Alterswohnungen müssen weichen
02.10.2025 SissachGemeinde lässt Baurechtsvertrag mit Genossenschaft auslaufen
Das Alters- und Pflegeheim Mülimatt in Sissach braucht Platz, um sich für die künftigen Bedürfnisse der Altersversorgung zu wappnen. Den bekommt sie dort, wo sich heute Alterswohnungen befinden. Die ...
Gemeinde lässt Baurechtsvertrag mit Genossenschaft auslaufen
Das Alters- und Pflegeheim Mülimatt in Sissach braucht Platz, um sich für die künftigen Bedürfnisse der Altersversorgung zu wappnen. Den bekommt sie dort, wo sich heute Alterswohnungen befinden. Die Genossenschaft Alterssiedlung hat bis 2031 Zeit, Ersatz zu schaffen.
Christian Horisberger
Die Genossenschaft Alterssiedlung Sissach (GASS) muss für ihre Mieterinnen und Mieter im Mehrfamilienhaus beim Alters- und Pflegeheim Mülimatt eine neue Lösung finden: Die Gemeinde Sissach wird den bis 2031 geltenden Baurechtsvertrag mit der Genossenschaft nicht verlängern, wie sie gestern mitteilte. Das 1967/68 erbaute Gebäude mit 18 Wohnungen dürfte aller Voraussicht nach abgerissen werden, um Platz für eine Erweiterung des «Mülimatt» zu schaffen. Dieses will sich mit einem Neubau auf die künftigen Anforderungen an die Altersversorgung – insbesondere auch mit betreutem Wohnen – einstellen. Gestern Abend hat der Gemeinderat die Verantwortlichen der GASS und des Altersheims über seinen Entscheid informiert.

GESAMMELTE DATEN:
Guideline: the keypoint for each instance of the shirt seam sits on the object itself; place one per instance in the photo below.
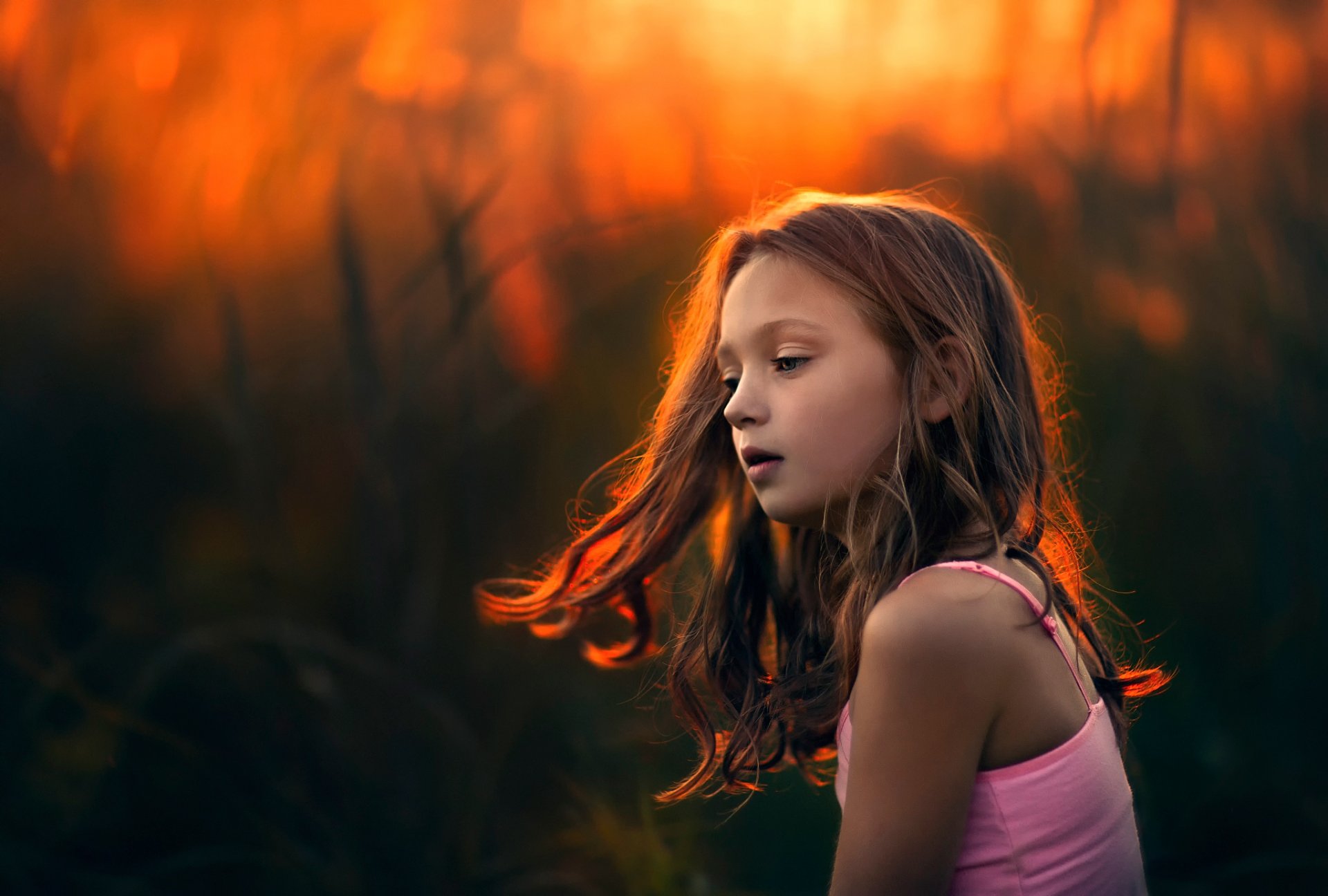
(1010, 839)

ARBEITSAUFTRÄGE:
a: Wie viele Wohnungen umfasst laut dem Lesetext das Gebäude der Genossenschaft beim Alters- und Pflegeheim Mülimatt?
b: Schreiben Sie den Lesetext über die Alterswohnungen in Sissach weiter.
Die Daten werden für die Bearbeitung nicht benötigt.

LÖSUNGEN:
a: 18 Wohnungen.

b:
Die Tragweite des Beschlusses des Gemeinderats ist für die Genossenschaft gross, doch eine riesige Überraschung dürfte er für sie nicht sein. Vor einem Jahr hat die Sissacher Gemeindeversammlung den ablaufenden Baurechtsvertrag mit der Genossenschaft um nur sechs Jahre, bis 2031, verlängert – die Genossenschaft hatte 50 Jahre gewünscht. Die kurze Dauer wurde damit begründet, dass die Planung einer Erweiterung des Altersheims in den kommenden Jahren nicht durch das Baurecht eingeschränkt werden solle (die «Volksstimme» berichtete).
Gewicht auf betreutes Wohnen
In der Medienmitteilung von gestern umreisst die Gemeinde die Ausbaupläne des von sieben Stiftergemeinden getragenen «Mülimatt». Es soll ein «Gesundheitszentrum für das Alter» entstehen, das verschiedene Angebote unter einem Dach vereint: Alters- und Pflegeheim, Spitex, betreutes Wohnen sowie weitere Gesundheits-Dienstleistungen und Angebote für Menschen im Alter. Während die heute 140 Pflegebetten beibehalten werden dürften, seien im Bereich «betreutes Wohnen», das in Zukunft sehr wichtig werde, neu 40 bis 50 Plätze vorgesehen, führt die Sissacher Gemeinderätin Carol Zumbrunnen auf Anfrage näher aus. Die Spitex Sissach und Umgebung, die aus Platzgründen vor wenigen Jahren das «Mülimatt» in Richtung Itingen verlassen musste, würde aus Effizienzgründen gerne nach Sissach zurückkehren.
Die Frage, weshalb der Gemeinderat sich gegen die Alterswohnungen entschieden hat, ist rasch beantwortet: Fürs Bereitstellen von günstigem Wohnraum für ältere Menschen bestehe für die Gemeinde keine Verpflichtung, sagt Carol Zumbrunnen. Hingegen nehme Sissach mit dem Entscheid zugunsten des Altersheims einen gesetzlichen Auftrag wahr. Die Gemeinde schaffe die Grundlage, um den künftigen Bedürfnissen der Altersversorgung gerecht zu werden. Die Versorgungsregion müsse sich auf die demografische Entwicklung mit einer älter werdenden Bevölkerung vorbereiten, und das «Mülimatt» als eines von vier Altersheimen in der Versorgungsregion sei bereit, entsprechende Vorkehrungen zu treffen.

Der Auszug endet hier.